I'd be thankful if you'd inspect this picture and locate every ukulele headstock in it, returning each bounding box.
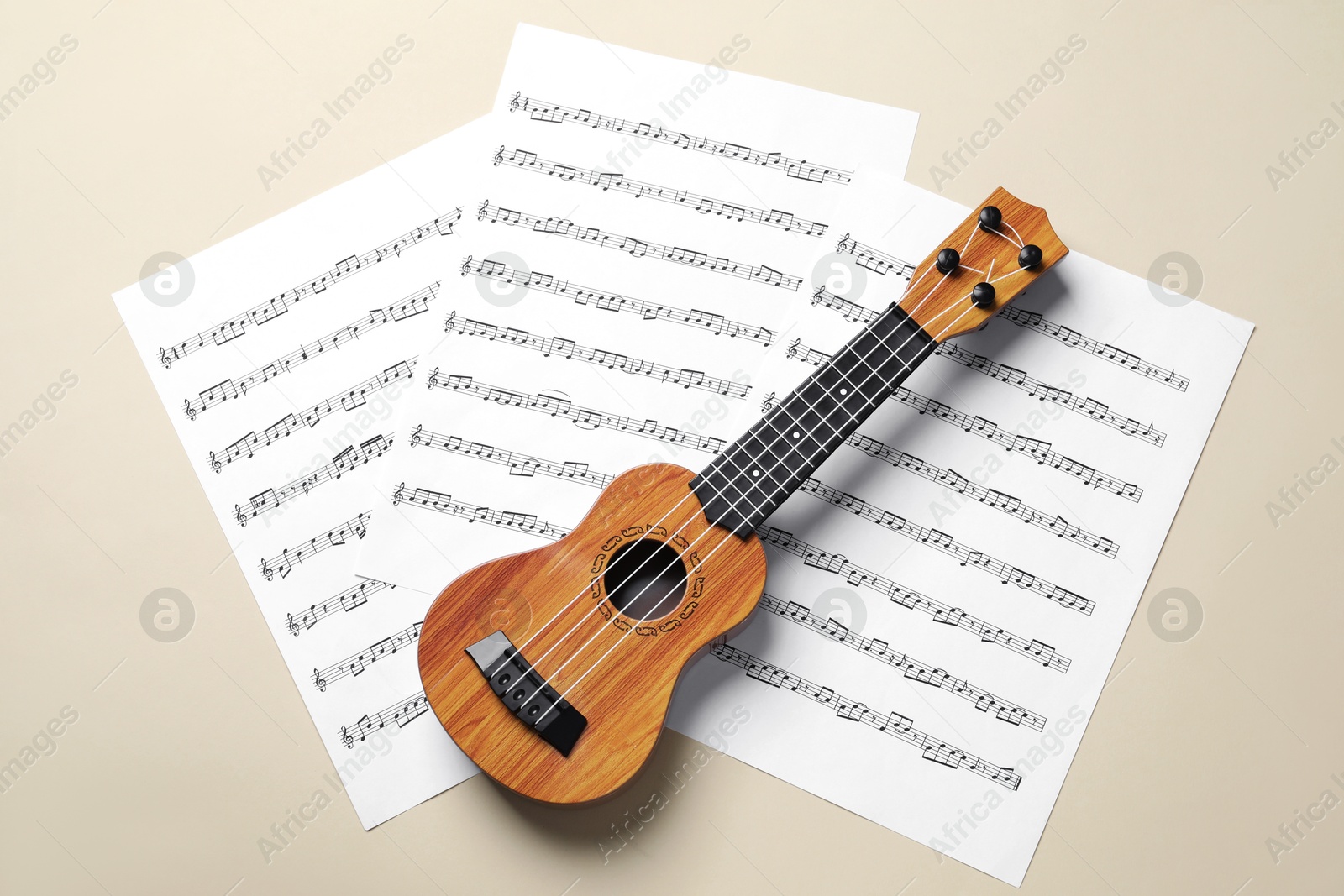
[900,186,1068,343]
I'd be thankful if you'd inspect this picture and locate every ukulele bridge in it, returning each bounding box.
[466,631,587,757]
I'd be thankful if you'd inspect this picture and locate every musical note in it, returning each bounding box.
[260,511,374,582]
[210,356,415,473]
[186,284,438,421]
[509,92,853,184]
[285,579,396,638]
[418,430,616,489]
[937,343,1167,448]
[836,233,916,280]
[462,258,774,345]
[788,347,1144,501]
[444,312,751,398]
[757,525,1071,673]
[340,692,428,750]
[712,643,1021,790]
[761,592,1046,731]
[493,146,827,237]
[392,491,570,542]
[477,200,802,291]
[234,432,392,525]
[798,478,1097,616]
[811,233,1189,392]
[159,208,462,367]
[788,340,1167,448]
[313,621,423,690]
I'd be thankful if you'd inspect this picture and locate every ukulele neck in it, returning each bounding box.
[690,304,937,537]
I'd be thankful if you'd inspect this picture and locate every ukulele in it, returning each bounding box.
[419,188,1068,804]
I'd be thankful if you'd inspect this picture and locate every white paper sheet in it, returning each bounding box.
[106,118,488,827]
[668,177,1252,885]
[359,25,916,592]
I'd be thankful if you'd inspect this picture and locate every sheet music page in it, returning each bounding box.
[668,171,1252,885]
[104,118,488,827]
[359,25,916,596]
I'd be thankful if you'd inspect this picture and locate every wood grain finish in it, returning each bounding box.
[900,186,1068,343]
[419,464,766,804]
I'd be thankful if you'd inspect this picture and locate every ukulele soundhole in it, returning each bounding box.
[602,538,687,621]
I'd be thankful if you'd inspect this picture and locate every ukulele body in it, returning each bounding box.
[419,464,766,804]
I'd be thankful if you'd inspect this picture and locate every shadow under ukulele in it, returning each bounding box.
[419,188,1068,804]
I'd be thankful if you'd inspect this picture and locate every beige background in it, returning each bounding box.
[0,0,1344,896]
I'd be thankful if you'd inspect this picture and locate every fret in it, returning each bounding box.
[690,305,936,535]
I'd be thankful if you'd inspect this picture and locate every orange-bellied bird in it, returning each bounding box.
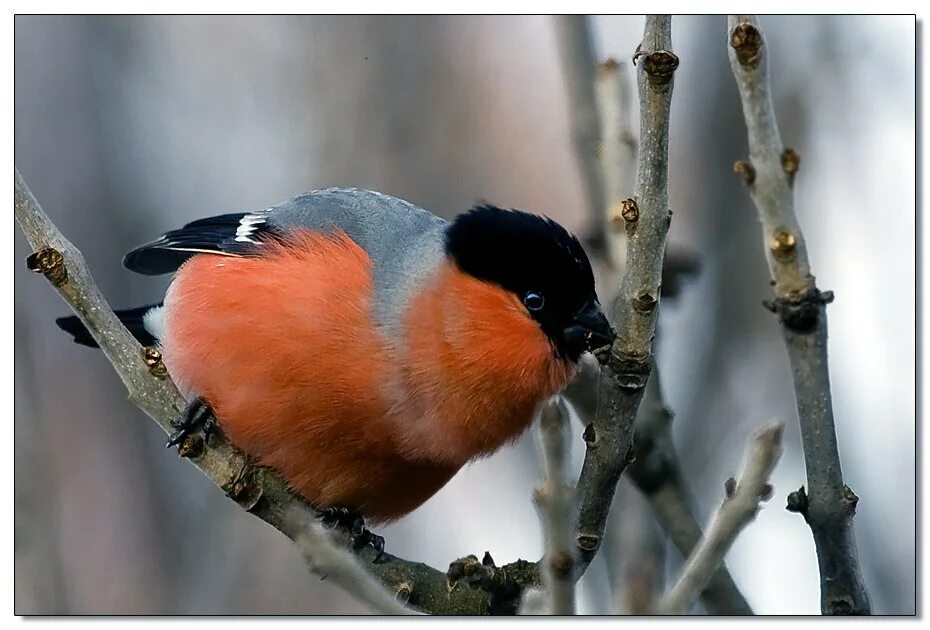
[58,188,613,556]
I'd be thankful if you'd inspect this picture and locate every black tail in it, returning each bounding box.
[55,303,161,348]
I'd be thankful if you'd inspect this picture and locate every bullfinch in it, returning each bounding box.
[58,188,614,544]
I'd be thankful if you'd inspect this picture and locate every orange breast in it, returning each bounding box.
[163,232,570,522]
[401,263,574,464]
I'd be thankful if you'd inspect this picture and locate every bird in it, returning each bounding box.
[57,188,614,543]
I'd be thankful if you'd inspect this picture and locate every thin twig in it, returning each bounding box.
[578,16,678,568]
[283,510,416,615]
[659,424,784,615]
[594,59,636,276]
[727,15,871,614]
[533,397,575,615]
[553,15,607,252]
[629,366,752,615]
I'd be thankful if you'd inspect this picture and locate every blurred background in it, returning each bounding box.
[14,16,916,614]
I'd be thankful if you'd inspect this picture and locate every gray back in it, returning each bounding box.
[268,188,448,339]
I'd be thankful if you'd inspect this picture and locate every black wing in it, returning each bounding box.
[123,212,280,276]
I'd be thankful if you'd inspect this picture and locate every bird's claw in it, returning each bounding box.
[317,507,384,562]
[165,396,217,448]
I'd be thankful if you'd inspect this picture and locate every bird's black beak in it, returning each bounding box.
[565,299,614,354]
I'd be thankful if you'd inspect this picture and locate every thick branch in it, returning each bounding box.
[578,16,678,569]
[659,424,784,615]
[14,171,539,614]
[728,16,871,614]
[553,15,607,252]
[533,399,575,615]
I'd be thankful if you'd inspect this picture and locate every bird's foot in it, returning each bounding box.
[165,396,218,448]
[317,507,384,562]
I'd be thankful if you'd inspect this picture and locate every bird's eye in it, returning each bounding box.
[523,291,546,311]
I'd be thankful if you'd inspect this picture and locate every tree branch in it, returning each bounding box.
[282,510,416,615]
[533,397,575,615]
[553,15,607,253]
[592,59,636,273]
[728,16,871,614]
[578,16,678,569]
[659,424,784,615]
[629,366,752,615]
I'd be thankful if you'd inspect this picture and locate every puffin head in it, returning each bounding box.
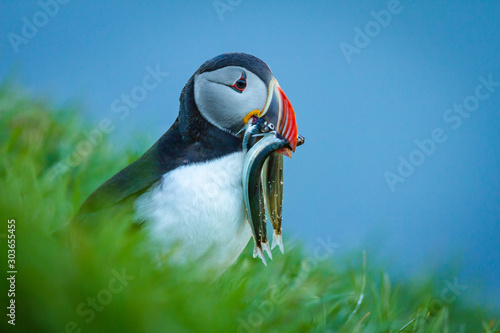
[193,53,297,157]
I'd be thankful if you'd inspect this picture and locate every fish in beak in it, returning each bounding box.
[243,79,304,266]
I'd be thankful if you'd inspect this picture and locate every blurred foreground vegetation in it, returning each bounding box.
[0,84,500,332]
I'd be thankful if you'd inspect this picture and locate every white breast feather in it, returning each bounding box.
[135,152,251,267]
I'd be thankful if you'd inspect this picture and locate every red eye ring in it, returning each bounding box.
[231,73,247,93]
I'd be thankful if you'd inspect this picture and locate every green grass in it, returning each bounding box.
[0,84,500,332]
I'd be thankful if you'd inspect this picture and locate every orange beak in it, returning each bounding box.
[260,79,297,157]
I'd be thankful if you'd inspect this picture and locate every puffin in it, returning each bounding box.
[76,52,304,270]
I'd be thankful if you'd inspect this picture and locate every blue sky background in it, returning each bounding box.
[0,0,500,306]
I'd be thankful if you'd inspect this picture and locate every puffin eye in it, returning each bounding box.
[231,73,247,93]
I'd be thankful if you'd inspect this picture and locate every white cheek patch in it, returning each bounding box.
[194,66,267,133]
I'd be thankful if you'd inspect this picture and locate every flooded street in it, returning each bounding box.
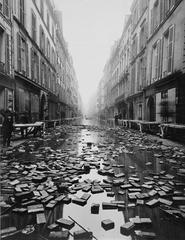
[0,121,185,240]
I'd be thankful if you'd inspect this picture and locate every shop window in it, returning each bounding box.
[32,12,37,42]
[19,0,25,25]
[162,26,174,77]
[40,26,45,53]
[0,27,5,72]
[31,48,39,83]
[40,0,44,18]
[139,104,143,120]
[17,33,29,75]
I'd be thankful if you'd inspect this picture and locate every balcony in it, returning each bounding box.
[0,61,6,73]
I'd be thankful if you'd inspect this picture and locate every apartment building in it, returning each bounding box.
[13,0,57,121]
[115,15,132,119]
[144,0,185,123]
[0,0,80,122]
[97,0,185,123]
[0,0,15,123]
[128,0,148,120]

______________________________

> **Brief**
Copy out all the rows above without the pictures, putting "enclosing rectangle" wherever "bounding box" appears and changing nothing else.

> **Output**
I'd be thankful if you'd inspect this picture and locate every ukulele headstock in it, returning each enclosing rectangle.
[900,186,1068,343]
I'd be thankful if you'd inspect this picture and locate every ukulele bridge in it, returning each enclosing rectangle.
[466,631,587,757]
I'd be thankful if you'd inspect this picture and locate every musical note in it, returning each enclosing rectangle.
[260,511,374,582]
[210,356,415,473]
[186,284,438,421]
[509,92,853,184]
[285,579,396,638]
[418,430,616,489]
[937,343,1167,448]
[836,233,916,280]
[462,258,774,345]
[788,347,1144,501]
[444,312,751,398]
[757,525,1071,673]
[340,692,428,750]
[712,643,1021,790]
[761,592,1046,731]
[493,146,827,237]
[392,491,570,542]
[477,200,802,291]
[234,432,392,525]
[798,478,1097,616]
[811,233,1189,392]
[159,208,462,367]
[788,340,1167,448]
[313,621,423,690]
I'd be thankful if you'd inspect this picture and locate every ukulele neck in it, returning each enclosing rectangle.
[690,304,937,537]
I'd be thankful if you'd inspect this picture and locate every ukulele in it, returning each enclosing rectangle.
[419,188,1068,804]
I'd be thankful if you'd inspect this picture and locate every white paper sheet in it, returning each enclosing rectangle.
[106,118,488,827]
[668,177,1252,885]
[359,25,916,592]
I'd be thankful if you'd inspect this picture and locate every sheet music page in it, returning each enclosing rectangle.
[668,171,1252,885]
[104,118,488,827]
[359,25,916,596]
I'd be thankful if you'd inspect this picture and locate every wood grain finish in it, returning each enclosing rectangle.
[900,186,1068,343]
[419,464,766,804]
I'd be thankful if you'd inspect this picture and locate every ukulele soundhole in it, returning each enclosing rectangle.
[602,538,687,621]
I'd be thankful if you'd inspect this picture and locate every ukulele body in it, returning each enclosing rectangle.
[419,464,766,804]
I'd be thankful if you'd inspect this picture and locate every shadow under ukulele in it, returning each enclosing rectangle.
[419,188,1068,804]
I'd be thankful if you'd inspect this picture and locate every beige background in it, returning each enclosing rectangle.
[0,0,1344,896]
I'd be thankful if you'd inspect this picture and locate every fret in it, returning each enclosing rectangle.
[690,305,936,535]
I'd be thankful if you'd inspect this picture and locate every orange-bellied bird in it, returning each enclosing rectangle.
[58,188,613,556]
I'd be thankful if you'd inspect this picture and locate every black tail in it, returning each enclosing rectangle.
[55,303,161,348]
I'd be thankful if you'd inspect this picture and locate every bullfinch in it, returning each enclosing rectangle.
[58,188,614,544]
I'd be thankful if you'd inspect this picture and locate every orange breast in it, returning each enclosing rectangle.
[163,232,570,522]
[401,263,574,464]
I'd be thankful if you'd inspect this picture and locate every bird in it, returning each enclosing rectangle.
[57,188,614,543]
I'd be thankful if you'd inspect this picture and locate every thin twig in it, returning each enclosing rectangle.
[578,16,678,568]
[283,510,416,615]
[659,424,784,615]
[594,59,636,276]
[727,15,871,614]
[533,397,575,615]
[553,15,607,252]
[629,366,752,615]
I'd be thankful if you'd inspect this picture and locate every blurred background in it, returning each enclosing rectangle.
[14,16,916,614]
I'd be thankful if you'd inspect this picture and locate every gray back in it, returning each enclosing rectangle.
[268,188,448,339]
I'd be thankful if you'd inspect this picture and locate every black wing in it, returning each enclosing rectangle.
[123,212,280,276]
I'd be thankful if you'd inspect this picture and locate every bird's claw in it, returning each enclosing rectangle.
[317,507,384,562]
[165,396,217,448]
I'd be thankful if you'd inspect this picture and locate every bird's black beak in it, returning each enclosing rectangle.
[565,299,614,354]
I'd be thankful if you'd inspect this picture and locate every thick branch in it, returning each enclosing rectangle.
[578,16,678,569]
[659,424,784,615]
[14,171,539,614]
[728,16,871,614]
[553,15,607,252]
[533,399,575,615]
I'd be thankful if you'd inspect this picture and locate every bird's foot in it, returning each enclosing rectangle.
[165,396,218,448]
[317,507,384,562]
I'd be thankful if you'd inspect this picture and locate every bird's eye in it, returning each enclosing rectangle.
[523,291,546,311]
I'd be thankful if you'd inspect this picture and locate every tree branch in it, returning each enclosing rectangle.
[282,510,416,615]
[533,397,575,615]
[553,15,607,253]
[592,59,636,273]
[728,16,871,614]
[578,16,678,569]
[659,424,784,615]
[629,366,752,615]
I'd be thankful if you'd inspect this picture and locate every puffin head in it, returning each enclosing rectangle.
[193,53,297,157]
I'd be thankful if you'd inspect this picture and locate every fish in beak in it, returning each enclosing rectangle.
[243,79,304,266]
I'd be thankful if you'd inspect this picture and locate every blurred foreground vegetation in it, returning each enclosing rectangle.
[0,84,500,332]
I'd be thankful if you'd inspect this picture and locate every white breast feather in it, returning each enclosing rectangle.
[135,152,251,267]
I'd be thankful if you'd inspect this picture and locate every red eye ring in it, returning each enclosing rectangle.
[231,73,247,93]
I'd be thankful if you'd inspect this picture and locate every green grass in it, returning each enclosing rectangle.
[0,84,500,332]
I'd be thankful if you'd inspect this picture and locate every orange beak in it, returning each enclosing rectangle.
[260,79,297,157]
I'd be thankful if you'd inspect this picture and locate every puffin in it, returning each enclosing rectangle.
[76,52,304,270]
I'd be thankful if you'd inspect this picture and locate every blue sky background in it, returning each enclosing rectangle.
[0,0,500,306]
I'd be thankful if you'd inspect this picture and locate every puffin eye in it, returning each enclosing rectangle.
[231,73,247,93]
I'd be thankful if you'd inspect this picture and locate every white cheek patch in it, returning each enclosing rectangle.
[194,66,267,133]
I'd be thankful if you'd inspect this picture and locate every flooded street in it, returning each enclosing rectangle.
[0,121,185,240]
I'd be thankful if you'd inspect this picture and locate every shop window in it, returning each enclosing rectangle.
[32,12,37,42]
[19,0,25,25]
[162,26,174,77]
[40,26,45,53]
[0,27,5,72]
[31,48,39,83]
[40,0,44,18]
[139,104,143,120]
[17,33,29,75]
I'd be thankful if you'd inspect this picture and locate every balcony in it, returning each enclosing rectangle.
[0,61,6,73]
I'd be thankful if you'd inspect this picture and locate every apartment building in it, returning each enclosing rectangle.
[13,0,57,121]
[115,15,132,119]
[144,0,185,123]
[0,0,80,122]
[97,0,185,123]
[0,0,15,123]
[128,0,148,120]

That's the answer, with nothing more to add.